TASK REQUIREMENTS
Return all of the entries exactly as written.

Point labeling dataset excerpts
——————————
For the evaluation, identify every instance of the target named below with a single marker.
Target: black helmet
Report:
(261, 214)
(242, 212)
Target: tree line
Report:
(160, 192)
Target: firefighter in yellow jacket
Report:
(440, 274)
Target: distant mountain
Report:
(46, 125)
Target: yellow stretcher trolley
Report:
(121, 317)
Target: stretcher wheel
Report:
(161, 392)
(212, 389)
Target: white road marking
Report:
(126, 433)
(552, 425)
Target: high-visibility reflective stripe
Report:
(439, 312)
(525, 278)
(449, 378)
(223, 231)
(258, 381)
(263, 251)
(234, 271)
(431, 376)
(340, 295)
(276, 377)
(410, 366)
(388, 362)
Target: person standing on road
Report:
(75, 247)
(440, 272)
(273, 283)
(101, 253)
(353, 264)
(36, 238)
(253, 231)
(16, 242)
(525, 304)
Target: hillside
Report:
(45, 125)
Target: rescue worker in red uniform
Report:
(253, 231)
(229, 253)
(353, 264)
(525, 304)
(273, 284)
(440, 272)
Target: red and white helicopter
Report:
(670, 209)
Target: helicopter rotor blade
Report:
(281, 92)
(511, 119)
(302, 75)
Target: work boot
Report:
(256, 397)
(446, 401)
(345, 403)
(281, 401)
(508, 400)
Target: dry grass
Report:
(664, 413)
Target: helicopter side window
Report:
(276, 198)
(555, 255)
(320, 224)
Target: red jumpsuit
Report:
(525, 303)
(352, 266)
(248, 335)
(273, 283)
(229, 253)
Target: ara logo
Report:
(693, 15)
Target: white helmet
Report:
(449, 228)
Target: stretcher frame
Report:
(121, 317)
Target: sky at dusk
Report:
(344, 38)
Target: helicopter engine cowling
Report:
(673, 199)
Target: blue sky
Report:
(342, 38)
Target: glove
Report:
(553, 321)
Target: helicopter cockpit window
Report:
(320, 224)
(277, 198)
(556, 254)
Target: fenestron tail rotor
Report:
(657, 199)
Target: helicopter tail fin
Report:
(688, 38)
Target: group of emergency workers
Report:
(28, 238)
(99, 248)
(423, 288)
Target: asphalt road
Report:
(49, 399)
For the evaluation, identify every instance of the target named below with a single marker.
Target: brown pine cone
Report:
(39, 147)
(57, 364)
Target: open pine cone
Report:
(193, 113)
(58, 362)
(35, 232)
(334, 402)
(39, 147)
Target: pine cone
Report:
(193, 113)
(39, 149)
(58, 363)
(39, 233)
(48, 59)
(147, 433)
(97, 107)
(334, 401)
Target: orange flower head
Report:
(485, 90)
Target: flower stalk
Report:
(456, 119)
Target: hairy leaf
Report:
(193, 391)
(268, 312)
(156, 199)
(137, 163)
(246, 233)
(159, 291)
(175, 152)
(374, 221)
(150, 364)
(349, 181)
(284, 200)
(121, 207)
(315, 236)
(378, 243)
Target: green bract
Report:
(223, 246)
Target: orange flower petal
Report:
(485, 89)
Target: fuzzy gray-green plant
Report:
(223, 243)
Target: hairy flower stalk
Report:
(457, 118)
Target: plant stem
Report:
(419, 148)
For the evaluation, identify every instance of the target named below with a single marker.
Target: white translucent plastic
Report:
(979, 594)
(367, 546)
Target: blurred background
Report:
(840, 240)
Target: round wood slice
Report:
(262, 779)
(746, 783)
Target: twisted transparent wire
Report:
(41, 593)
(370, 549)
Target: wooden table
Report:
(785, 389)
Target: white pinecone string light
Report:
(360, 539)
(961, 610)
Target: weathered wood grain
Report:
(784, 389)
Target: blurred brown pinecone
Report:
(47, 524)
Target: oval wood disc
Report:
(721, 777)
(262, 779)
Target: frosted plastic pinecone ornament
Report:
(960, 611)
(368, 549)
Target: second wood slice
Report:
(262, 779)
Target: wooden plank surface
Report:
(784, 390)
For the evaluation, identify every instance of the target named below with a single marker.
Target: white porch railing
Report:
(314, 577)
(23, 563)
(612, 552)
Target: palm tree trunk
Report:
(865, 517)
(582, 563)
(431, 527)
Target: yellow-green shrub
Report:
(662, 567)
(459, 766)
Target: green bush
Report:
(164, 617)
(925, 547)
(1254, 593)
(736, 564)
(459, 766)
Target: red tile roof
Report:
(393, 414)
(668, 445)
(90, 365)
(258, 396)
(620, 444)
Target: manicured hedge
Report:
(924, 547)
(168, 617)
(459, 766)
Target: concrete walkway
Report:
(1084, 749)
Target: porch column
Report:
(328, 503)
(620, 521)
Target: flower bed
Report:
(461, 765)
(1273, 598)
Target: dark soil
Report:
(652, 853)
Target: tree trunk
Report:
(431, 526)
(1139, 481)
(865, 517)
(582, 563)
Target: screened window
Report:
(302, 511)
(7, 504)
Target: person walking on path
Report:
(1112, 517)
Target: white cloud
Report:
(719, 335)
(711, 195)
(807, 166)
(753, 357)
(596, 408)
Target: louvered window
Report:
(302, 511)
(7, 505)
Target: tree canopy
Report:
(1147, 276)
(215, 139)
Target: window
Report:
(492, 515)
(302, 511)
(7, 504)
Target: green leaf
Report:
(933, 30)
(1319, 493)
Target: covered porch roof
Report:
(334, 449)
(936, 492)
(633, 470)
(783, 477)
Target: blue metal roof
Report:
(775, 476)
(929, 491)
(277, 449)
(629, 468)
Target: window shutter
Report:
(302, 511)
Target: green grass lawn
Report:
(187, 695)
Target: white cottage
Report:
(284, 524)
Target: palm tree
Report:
——————————
THE ANSWER
For the evaluation, identify every instance of the target named below with a single marker.
Target: black helmet
Report:
(261, 214)
(242, 212)
Target: tree line
Report:
(160, 192)
Target: firefighter in yellow jacket
Report:
(440, 274)
Target: distant mountain
Report:
(46, 125)
Target: yellow stretcher trolley
Report:
(121, 317)
Target: stretcher wheel
Report:
(161, 392)
(212, 389)
Target: white road marking
Report:
(126, 433)
(552, 425)
Target: high-visibility reflective stripe
Report:
(439, 312)
(525, 278)
(449, 378)
(223, 231)
(258, 381)
(263, 251)
(234, 271)
(431, 376)
(340, 295)
(276, 377)
(410, 366)
(388, 362)
Target: person standing on road
Report:
(75, 247)
(440, 272)
(273, 283)
(101, 253)
(353, 264)
(36, 238)
(253, 231)
(16, 242)
(525, 304)
Target: hillside
Report:
(45, 125)
Target: rescue worker in red uniform
Report:
(253, 231)
(229, 253)
(353, 264)
(525, 304)
(273, 284)
(440, 272)
Target: red and white helicopter
Report:
(670, 209)
Target: helicopter rotor blade
Report:
(281, 92)
(511, 119)
(302, 75)
Target: work boot
Report:
(256, 397)
(446, 401)
(345, 403)
(281, 401)
(508, 400)
Target: dry grass
Report:
(664, 413)
Target: helicopter side window
Report:
(276, 198)
(555, 255)
(320, 224)
Target: red jumpsuit
Report:
(525, 303)
(352, 266)
(248, 335)
(273, 283)
(229, 253)
Target: ara logo
Report:
(693, 15)
Target: white helmet
Report:
(449, 228)
Target: stretcher frame
Report:
(121, 317)
Target: sky at dusk
Report:
(344, 38)
Target: helicopter engine cowling
Report:
(673, 199)
Target: blue sky
Report:
(342, 38)
Target: glove
Report:
(553, 321)
Target: helicopter cockpit window
Report:
(320, 224)
(277, 198)
(556, 254)
Target: fenestron tail rotor
Report:
(657, 199)
Target: helicopter tail fin
Report:
(688, 38)
Target: group of emergency workers
Report:
(28, 238)
(99, 248)
(423, 288)
Target: asphalt road
Report:
(49, 399)
For the evaluation, identify every instance of the target named below with a single marker.
Target: brown pine cone
Report:
(39, 147)
(57, 364)
Target: open pine cone
Report:
(193, 113)
(58, 362)
(35, 232)
(334, 402)
(39, 147)
Target: pine cone
Report:
(193, 113)
(39, 149)
(58, 363)
(39, 233)
(48, 59)
(147, 433)
(97, 107)
(334, 401)
Target: orange flower head
Report:
(485, 90)
Target: flower stalk
Report:
(456, 119)
Target: hairy leaf
Report:
(193, 391)
(268, 312)
(156, 199)
(137, 163)
(246, 233)
(159, 291)
(175, 152)
(374, 221)
(150, 364)
(349, 181)
(284, 200)
(121, 207)
(315, 236)
(378, 243)
Target: green bract
Report:
(223, 246)
Target: orange flower petal
Report:
(485, 89)
Target: fuzzy gray-green plant
Report:
(223, 243)
Target: hairy flower stalk
Report:
(457, 118)
Target: plant stem
Report:
(419, 148)
For the evaluation, identify every instance of the target named below with a single marker.
Target: white translucent plastic
Report:
(979, 594)
(367, 546)
Target: blurred background
Report:
(840, 240)
Target: round wood slice
Report:
(262, 779)
(746, 783)
Target: twisted transparent wire
Report:
(41, 593)
(370, 549)
Target: wooden table
Report:
(785, 389)
Target: white pinecone string light
Report:
(360, 539)
(961, 610)
Target: weathered wood grain
Report:
(784, 389)
Target: blurred brown pinecone
Report:
(47, 524)
Target: oval wood disc
Report:
(721, 777)
(262, 779)
Target: frosted plastic pinecone ornament
Report:
(960, 611)
(368, 549)
Target: second wood slice
Report:
(262, 779)
Target: wooden plank surface
Report:
(784, 390)
For the evaluation, identify every instance of the target named below with a single marker.
Target: white porch railing
Report:
(314, 577)
(23, 563)
(612, 552)
Target: palm tree trunk
Report:
(865, 517)
(582, 563)
(431, 527)
Target: yellow-green shrub
Report:
(662, 567)
(459, 766)
Target: green bush
Report:
(164, 617)
(925, 547)
(1254, 593)
(736, 564)
(459, 766)
Target: red tile roof
Report:
(393, 414)
(668, 445)
(90, 365)
(258, 396)
(620, 444)
Target: manicured hedge
Report:
(924, 547)
(168, 617)
(459, 766)
Target: concrete walkway
Report:
(1084, 749)
Target: porch column
Report:
(328, 503)
(620, 521)
Target: flower bed
Report:
(461, 765)
(1273, 598)
Target: dark soil
Report:
(652, 853)
Target: tree trunk
Report:
(431, 526)
(1139, 481)
(865, 517)
(582, 563)
Target: screened window
Report:
(302, 511)
(7, 504)
Target: person walking on path
Report:
(1112, 517)
Target: white cloud
Report:
(719, 335)
(711, 195)
(807, 166)
(753, 357)
(596, 408)
Target: louvered window
Report:
(302, 511)
(7, 505)
Target: tree canopy
Report:
(1147, 276)
(215, 139)
Target: window
Report:
(492, 515)
(302, 511)
(7, 504)
Target: green leaf
Report:
(933, 30)
(1319, 493)
Target: covered porch roof
Report:
(334, 449)
(936, 492)
(633, 470)
(783, 477)
Target: blue metal roof
Report:
(775, 476)
(929, 491)
(277, 449)
(629, 468)
Target: window shutter
Report:
(302, 511)
Target: green grass lawn
Report:
(187, 695)
Target: white cottage
Report:
(284, 524)
Target: palm tree
Report:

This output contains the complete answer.